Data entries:
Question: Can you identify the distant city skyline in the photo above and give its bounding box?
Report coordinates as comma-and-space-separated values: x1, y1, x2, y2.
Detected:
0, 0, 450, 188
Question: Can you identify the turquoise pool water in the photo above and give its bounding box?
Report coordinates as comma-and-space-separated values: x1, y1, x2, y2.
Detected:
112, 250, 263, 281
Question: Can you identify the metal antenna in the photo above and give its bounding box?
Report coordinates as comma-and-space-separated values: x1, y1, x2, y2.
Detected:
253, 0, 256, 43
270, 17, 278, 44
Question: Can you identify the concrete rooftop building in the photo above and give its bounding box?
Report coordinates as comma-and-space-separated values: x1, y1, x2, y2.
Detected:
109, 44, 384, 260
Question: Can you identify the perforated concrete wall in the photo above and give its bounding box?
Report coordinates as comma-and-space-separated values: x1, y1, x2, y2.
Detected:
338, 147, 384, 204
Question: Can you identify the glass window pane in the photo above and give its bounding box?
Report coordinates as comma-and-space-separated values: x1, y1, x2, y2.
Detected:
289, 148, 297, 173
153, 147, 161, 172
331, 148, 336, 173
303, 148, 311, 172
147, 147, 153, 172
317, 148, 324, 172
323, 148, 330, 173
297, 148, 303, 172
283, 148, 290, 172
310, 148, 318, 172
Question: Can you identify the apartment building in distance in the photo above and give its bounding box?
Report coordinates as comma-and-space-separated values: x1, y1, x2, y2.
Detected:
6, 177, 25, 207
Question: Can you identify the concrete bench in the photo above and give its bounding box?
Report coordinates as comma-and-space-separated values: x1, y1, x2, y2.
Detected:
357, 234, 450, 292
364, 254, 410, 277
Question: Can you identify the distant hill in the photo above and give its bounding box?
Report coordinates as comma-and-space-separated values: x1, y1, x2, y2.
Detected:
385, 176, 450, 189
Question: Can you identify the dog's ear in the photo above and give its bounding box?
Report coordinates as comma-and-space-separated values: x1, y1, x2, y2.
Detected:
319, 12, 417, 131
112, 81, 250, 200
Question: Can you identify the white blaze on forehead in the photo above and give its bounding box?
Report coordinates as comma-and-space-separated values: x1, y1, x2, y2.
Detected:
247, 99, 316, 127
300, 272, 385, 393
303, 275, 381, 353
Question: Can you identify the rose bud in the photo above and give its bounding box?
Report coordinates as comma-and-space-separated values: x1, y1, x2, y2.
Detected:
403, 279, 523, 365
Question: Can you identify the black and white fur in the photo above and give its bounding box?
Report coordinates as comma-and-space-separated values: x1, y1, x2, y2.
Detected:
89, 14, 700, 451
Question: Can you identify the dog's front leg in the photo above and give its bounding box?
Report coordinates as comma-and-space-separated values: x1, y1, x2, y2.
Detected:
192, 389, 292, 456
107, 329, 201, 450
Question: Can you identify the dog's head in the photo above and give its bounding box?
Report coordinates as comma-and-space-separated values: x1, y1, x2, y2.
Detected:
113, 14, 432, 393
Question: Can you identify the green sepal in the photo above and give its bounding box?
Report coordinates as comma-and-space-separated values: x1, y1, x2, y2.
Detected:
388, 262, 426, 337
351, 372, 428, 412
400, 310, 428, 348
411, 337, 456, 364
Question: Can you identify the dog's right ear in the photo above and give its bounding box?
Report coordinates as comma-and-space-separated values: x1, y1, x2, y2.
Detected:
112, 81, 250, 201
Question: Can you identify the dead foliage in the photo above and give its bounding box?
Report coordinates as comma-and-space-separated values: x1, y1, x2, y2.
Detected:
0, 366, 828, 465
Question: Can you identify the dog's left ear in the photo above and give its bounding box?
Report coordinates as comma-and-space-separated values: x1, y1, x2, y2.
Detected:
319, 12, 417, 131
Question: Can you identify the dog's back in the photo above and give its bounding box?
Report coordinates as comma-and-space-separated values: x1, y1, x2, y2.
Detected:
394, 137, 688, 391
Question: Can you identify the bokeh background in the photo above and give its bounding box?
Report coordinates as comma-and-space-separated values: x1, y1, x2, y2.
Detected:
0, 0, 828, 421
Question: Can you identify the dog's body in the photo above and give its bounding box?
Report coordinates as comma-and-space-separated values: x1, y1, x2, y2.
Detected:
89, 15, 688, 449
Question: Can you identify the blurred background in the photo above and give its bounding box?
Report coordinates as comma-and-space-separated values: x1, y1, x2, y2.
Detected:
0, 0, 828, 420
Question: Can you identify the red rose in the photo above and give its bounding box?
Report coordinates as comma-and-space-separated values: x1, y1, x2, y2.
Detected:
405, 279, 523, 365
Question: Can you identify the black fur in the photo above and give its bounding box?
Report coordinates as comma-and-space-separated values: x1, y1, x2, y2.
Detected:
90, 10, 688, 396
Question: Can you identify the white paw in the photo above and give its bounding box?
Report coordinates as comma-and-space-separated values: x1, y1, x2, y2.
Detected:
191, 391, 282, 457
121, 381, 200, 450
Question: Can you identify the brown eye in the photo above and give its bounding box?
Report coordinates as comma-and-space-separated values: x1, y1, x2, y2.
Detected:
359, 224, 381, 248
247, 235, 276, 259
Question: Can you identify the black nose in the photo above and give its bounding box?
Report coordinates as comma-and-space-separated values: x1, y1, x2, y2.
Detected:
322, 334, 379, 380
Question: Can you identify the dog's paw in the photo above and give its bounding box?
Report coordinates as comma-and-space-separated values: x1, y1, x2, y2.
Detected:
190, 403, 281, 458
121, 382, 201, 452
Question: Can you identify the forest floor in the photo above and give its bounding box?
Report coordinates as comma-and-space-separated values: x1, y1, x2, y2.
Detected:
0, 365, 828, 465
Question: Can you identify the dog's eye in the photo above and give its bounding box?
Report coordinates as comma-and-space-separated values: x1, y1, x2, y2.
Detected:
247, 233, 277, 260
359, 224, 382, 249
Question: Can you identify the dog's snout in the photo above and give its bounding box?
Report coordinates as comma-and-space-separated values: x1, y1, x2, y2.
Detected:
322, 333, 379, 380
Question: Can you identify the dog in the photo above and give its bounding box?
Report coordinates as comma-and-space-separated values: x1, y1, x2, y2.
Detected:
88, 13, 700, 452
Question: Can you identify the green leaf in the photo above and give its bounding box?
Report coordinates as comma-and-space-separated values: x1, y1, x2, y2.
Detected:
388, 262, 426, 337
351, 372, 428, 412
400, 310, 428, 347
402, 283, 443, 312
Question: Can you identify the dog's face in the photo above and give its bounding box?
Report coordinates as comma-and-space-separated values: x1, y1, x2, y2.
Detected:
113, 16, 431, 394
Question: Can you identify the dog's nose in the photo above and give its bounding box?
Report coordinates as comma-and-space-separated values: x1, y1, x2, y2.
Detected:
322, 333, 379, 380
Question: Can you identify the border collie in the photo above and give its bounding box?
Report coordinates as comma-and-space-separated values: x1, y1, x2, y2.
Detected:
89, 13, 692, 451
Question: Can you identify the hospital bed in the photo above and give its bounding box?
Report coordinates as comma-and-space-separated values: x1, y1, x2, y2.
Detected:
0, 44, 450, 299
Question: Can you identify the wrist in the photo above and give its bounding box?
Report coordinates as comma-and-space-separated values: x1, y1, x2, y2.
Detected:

§ **Task**
Reproduce all of the entries above, switching "comma-and-space-separated values" to "comma-delimited values" wherever it occurs and leaving everything else as it is.

§ **Response**
Question: Can you identify the distant city skyline in the photo above and give its bounding box?
Report coordinates as comma-delimited values: x1, y1, x2, y2.
Detected:
0, 0, 450, 188
Question: Can you identify the turquoise pool water in the photo above and give its bounding box?
Report coordinates as comma-delimited values: x1, y1, x2, y2.
Detected:
112, 250, 263, 281
Question: Can you identify the metal antenna in the photo above and give its bounding box?
Report coordinates as comma-delimited values: x1, y1, x2, y2.
Detected:
253, 0, 256, 43
270, 17, 278, 44
Question: Can you identify the concrete rooftop building in the photo above and give its bounding box?
Report coordinates as comma-delimited values: x1, y1, x2, y2.
Detected:
109, 44, 384, 260
Question: Can you identify the perforated concrete wall in the photo above and give its bounding box?
Report coordinates as comma-delimited values: x1, y1, x2, y2.
Detected:
338, 147, 384, 204
Question: Can you identify the glass window pane in the photo above and give its bounding box?
Report coordinates as comma-delimited values: x1, y1, x2, y2.
Detected:
289, 148, 297, 173
153, 147, 161, 172
331, 148, 336, 173
303, 148, 311, 172
147, 147, 153, 172
317, 148, 324, 172
323, 148, 330, 173
297, 148, 303, 172
283, 148, 290, 172
310, 148, 318, 172
Question: Can you identify the apartment building in distance in the photo above and give its bounding box?
Report coordinates as comma-delimited values: x1, y1, x2, y2.
Detected:
6, 177, 25, 207
Question: Can you identify the concrete bench in the photo above and give its bounding box?
Report coordinates as comma-delimited values: x1, y1, x2, y2.
Detected:
357, 234, 450, 292
364, 254, 410, 277
Question: Can you identify the distant hill in the photo above and give its bounding box?
Report coordinates as comma-delimited values: x1, y1, x2, y2.
Detected:
385, 176, 450, 189
Question: Can you identify the dog's ear in the photo above and give its bounding box?
Report coordinates as comma-delimited values: x1, y1, x2, y2.
Detected:
319, 12, 417, 131
112, 81, 250, 200
Question: Can you identify the white blaze on forehead in the photo above and give its bounding box?
Report coordinates as comma-delimited values: x1, y1, x2, y2.
Detected:
247, 99, 316, 127
300, 272, 385, 393
303, 275, 381, 353
Question: Can you identify the rose bud in the photo above and give its bounding box?
Report coordinates as comma-delimited values: x1, y1, x2, y2.
Detected:
403, 279, 523, 365
Question: Can you identify the black and white fur in the photo above and give its bounding box?
Report coordinates as comma-delimited values: x1, y1, x2, y2.
Detected:
89, 14, 700, 451
Question: Can you identify the dog's front leg in the photo above and give its bounding box?
Report coordinates as comma-delimited values: x1, y1, x2, y2.
Detected:
192, 389, 292, 456
107, 329, 201, 450
Question: Can you identify the dog's head in the photo above and give its bounding box?
Report coordinates as comma-delimited values: x1, y1, x2, y2.
Detected:
113, 14, 432, 393
Question: Can you identify the green sepal in the photo above and give its bounding box?
Report coordinates as comma-delimited values: x1, y1, x2, y2.
Detected:
388, 262, 426, 337
351, 372, 428, 412
400, 310, 428, 348
411, 337, 456, 364
Question: Can you identify the dog's right ear in the photo above and give its bounding box?
Report coordinates as comma-delimited values: x1, y1, x2, y2.
Detected:
112, 81, 250, 201
Question: Can you identify the dead foliage in the photo above and give its bounding box?
Report coordinates as comma-delimited values: x1, y1, x2, y2.
Detected:
0, 366, 828, 465
Question: Can you identify the dog's left ear in the photo above and give its bounding box?
Report coordinates as comma-delimited values: x1, y1, x2, y2.
Detected:
319, 12, 417, 131
Question: Can you identify the dog's back in the photo above and give its bounding box?
Report coordinates as comma-delimited values: x1, y1, x2, y2.
Detected:
394, 137, 688, 391
Question: Can you identify the bokeh background in the photo above and give its bounding box?
Report coordinates as comma-delimited values: x1, y1, x2, y2.
Detected:
0, 0, 828, 421
Question: Can you identify the dog's body in the photo above and give its bounding box?
Report coordinates as comma-delimited values: x1, y1, x2, y2.
Detected:
89, 15, 688, 449
Question: Can you identify the blurred background in the photo above and give its bounding box?
Report coordinates as comma-delimited values: x1, y1, x2, y2.
Detected:
0, 0, 828, 420
Question: Can you identify the red rose in the photo above and give its bounding box?
Report coordinates as comma-delimited values: x1, y1, x2, y2.
Detected:
405, 279, 523, 365
Question: Can you identify the black fur in the photo above and give its bounding box?
Report coordinates as comma-delimited values: x1, y1, x2, y2.
Detected:
90, 10, 688, 396
Question: Can you identify the white paw in the photo above and give its bounding box?
Report coordinates as comma-delimited values: x1, y1, x2, y2.
Detected:
191, 391, 282, 457
121, 381, 200, 450
Question: Can you identify the brown eye in the photo above and give its bounding box?
Report coordinates as comma-delimited values: x1, y1, x2, y2.
Detected:
359, 224, 381, 248
247, 235, 276, 259
Question: Can you identify the black nose in the photo above and give its bounding box?
Report coordinates as comma-delimited values: x1, y1, x2, y2.
Detected:
322, 334, 379, 380
Question: Can you identify the dog's paw in the photo above and give its bounding box?
Report coordinates as comma-delimited values: x1, y1, x2, y2.
Detected:
190, 403, 281, 458
121, 382, 201, 452
Question: Can you identify the forest floor in the photo above and give its bounding box?
Report coordinates as comma-delimited values: x1, y1, x2, y2.
Detected:
0, 365, 828, 465
Question: Can you identify the dog's eye in the photo above and give its bounding box?
Report coordinates as comma-delimited values: x1, y1, x2, y2.
Detected:
247, 233, 277, 260
359, 224, 382, 249
Question: Can you identify the dog's snout in the photo above and give its bounding box?
Report coordinates as comma-delimited values: x1, y1, x2, y2.
Detected:
322, 333, 379, 380
Question: Can you identify the dog in the photo above and give its bounding box?
Report coordinates as comma-delimited values: x1, y1, x2, y2.
Detected:
88, 13, 700, 452
Question: Can you identify the green leaf in the photo above and give its bounding box?
Report coordinates as comma-delimited values: x1, y1, x2, y2.
Detected:
388, 262, 426, 337
351, 372, 428, 412
400, 310, 428, 347
402, 283, 443, 312
Question: Can you identify the dog's face in the photo above and give its bounding box?
Report coordinates as comma-delimited values: x1, y1, x2, y2.
Detected:
113, 16, 431, 394
Question: Can you identify the dog's nose in the photo above and give its bounding box?
Report coordinates as comma-delimited values: x1, y1, x2, y2.
Detected:
322, 333, 379, 380
Question: Can you identify the border collie in the photo above and give its bounding box?
Report coordinates as comma-delimited values: x1, y1, x2, y2.
Detected:
89, 13, 692, 451
Question: Can you identify the hospital bed in the photo above and give its bounding box?
Report coordinates as comma-delimited values: x1, y1, x2, y2.
Detected:
0, 44, 450, 299
Question: Can you identify the wrist in the photo above and give its bounding box?
Report coordinates as comma-delimited values: x1, y1, x2, y2.
Detected:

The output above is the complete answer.